#### RECORD SET ####
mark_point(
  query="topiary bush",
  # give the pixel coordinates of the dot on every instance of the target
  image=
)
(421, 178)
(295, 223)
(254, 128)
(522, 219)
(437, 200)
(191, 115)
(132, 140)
####
Reproduce every line of the records above, including the requests, and add 18 to each number in the answer coordinates.

mark_point(
  query="topiary bush",
  # give the pixel coordinates of the dot on every instance of the target
  image=
)
(439, 196)
(313, 241)
(272, 146)
(540, 237)
(455, 218)
(209, 133)
(150, 158)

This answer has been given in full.